Saved entries
────
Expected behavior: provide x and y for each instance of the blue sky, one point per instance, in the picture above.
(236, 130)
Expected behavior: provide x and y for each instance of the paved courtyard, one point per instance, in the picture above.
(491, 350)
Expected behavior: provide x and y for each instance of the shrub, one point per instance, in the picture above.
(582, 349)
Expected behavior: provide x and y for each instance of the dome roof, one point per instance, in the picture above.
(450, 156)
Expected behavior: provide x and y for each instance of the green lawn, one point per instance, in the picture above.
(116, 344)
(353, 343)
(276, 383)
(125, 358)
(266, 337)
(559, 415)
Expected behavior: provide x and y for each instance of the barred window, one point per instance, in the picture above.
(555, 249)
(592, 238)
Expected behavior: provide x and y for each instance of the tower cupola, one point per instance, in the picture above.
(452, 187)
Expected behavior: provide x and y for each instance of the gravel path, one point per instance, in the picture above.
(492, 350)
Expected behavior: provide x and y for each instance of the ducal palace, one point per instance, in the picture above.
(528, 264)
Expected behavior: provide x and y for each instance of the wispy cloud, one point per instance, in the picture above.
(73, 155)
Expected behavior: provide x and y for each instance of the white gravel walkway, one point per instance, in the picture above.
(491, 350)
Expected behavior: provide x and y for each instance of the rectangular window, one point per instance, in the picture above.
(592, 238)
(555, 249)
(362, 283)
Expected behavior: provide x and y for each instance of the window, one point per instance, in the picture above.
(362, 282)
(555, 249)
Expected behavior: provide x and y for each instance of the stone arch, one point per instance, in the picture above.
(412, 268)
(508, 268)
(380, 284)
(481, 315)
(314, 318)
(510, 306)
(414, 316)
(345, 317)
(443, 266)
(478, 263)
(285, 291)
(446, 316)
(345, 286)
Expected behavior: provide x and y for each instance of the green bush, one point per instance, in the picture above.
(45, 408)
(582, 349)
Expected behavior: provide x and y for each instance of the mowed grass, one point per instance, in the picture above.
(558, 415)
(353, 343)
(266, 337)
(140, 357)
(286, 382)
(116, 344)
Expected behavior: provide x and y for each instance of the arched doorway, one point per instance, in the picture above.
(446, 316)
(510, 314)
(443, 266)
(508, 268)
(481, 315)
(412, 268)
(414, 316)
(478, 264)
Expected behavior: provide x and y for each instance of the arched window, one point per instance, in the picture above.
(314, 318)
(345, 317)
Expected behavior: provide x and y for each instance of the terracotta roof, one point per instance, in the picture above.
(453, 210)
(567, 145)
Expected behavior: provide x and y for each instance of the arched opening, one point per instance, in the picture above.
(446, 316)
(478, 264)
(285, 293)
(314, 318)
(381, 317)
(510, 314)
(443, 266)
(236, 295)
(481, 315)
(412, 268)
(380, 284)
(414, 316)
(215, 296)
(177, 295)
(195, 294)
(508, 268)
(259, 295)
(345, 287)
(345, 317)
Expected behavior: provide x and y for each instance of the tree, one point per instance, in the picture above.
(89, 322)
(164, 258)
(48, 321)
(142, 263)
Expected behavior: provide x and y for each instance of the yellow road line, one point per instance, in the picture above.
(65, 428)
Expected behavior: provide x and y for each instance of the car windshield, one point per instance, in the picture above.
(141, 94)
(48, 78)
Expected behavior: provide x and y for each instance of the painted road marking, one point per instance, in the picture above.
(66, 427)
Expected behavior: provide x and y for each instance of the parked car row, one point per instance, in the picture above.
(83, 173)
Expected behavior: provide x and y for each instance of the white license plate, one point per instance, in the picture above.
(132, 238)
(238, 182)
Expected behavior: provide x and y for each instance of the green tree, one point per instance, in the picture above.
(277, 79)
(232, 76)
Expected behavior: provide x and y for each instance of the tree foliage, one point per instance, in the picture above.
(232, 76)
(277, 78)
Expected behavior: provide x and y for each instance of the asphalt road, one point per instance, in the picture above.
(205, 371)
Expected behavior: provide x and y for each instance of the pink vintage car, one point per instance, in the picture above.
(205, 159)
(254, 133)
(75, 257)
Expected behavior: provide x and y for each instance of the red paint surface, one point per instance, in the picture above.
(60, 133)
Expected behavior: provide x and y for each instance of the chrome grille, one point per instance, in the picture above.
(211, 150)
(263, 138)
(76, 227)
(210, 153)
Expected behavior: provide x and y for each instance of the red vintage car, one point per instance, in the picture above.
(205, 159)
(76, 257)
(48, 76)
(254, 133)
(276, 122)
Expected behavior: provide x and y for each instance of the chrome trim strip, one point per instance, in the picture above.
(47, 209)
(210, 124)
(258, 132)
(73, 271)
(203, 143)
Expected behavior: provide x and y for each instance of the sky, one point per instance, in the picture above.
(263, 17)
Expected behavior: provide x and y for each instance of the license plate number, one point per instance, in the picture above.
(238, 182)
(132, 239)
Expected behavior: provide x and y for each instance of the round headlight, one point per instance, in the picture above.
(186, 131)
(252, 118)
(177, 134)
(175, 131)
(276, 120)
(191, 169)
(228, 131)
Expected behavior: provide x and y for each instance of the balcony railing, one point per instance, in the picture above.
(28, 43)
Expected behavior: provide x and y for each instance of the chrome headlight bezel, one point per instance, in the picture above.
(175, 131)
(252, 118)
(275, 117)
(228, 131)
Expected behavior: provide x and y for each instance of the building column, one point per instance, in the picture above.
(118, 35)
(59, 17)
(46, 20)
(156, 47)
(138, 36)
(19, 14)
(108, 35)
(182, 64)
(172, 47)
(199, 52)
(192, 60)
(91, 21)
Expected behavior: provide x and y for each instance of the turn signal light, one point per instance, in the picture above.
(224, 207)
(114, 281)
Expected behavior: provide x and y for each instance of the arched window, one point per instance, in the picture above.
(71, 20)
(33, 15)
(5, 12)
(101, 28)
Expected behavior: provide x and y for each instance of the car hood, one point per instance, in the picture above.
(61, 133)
────
Required task:
Copy the listing above word for word, starting at the line that contains "car hood, one" and ending at the last line of the listing.

Task output:
Expected behavior: provide x and y for each instance of the car hood, one point per instance, in the picture above.
(61, 133)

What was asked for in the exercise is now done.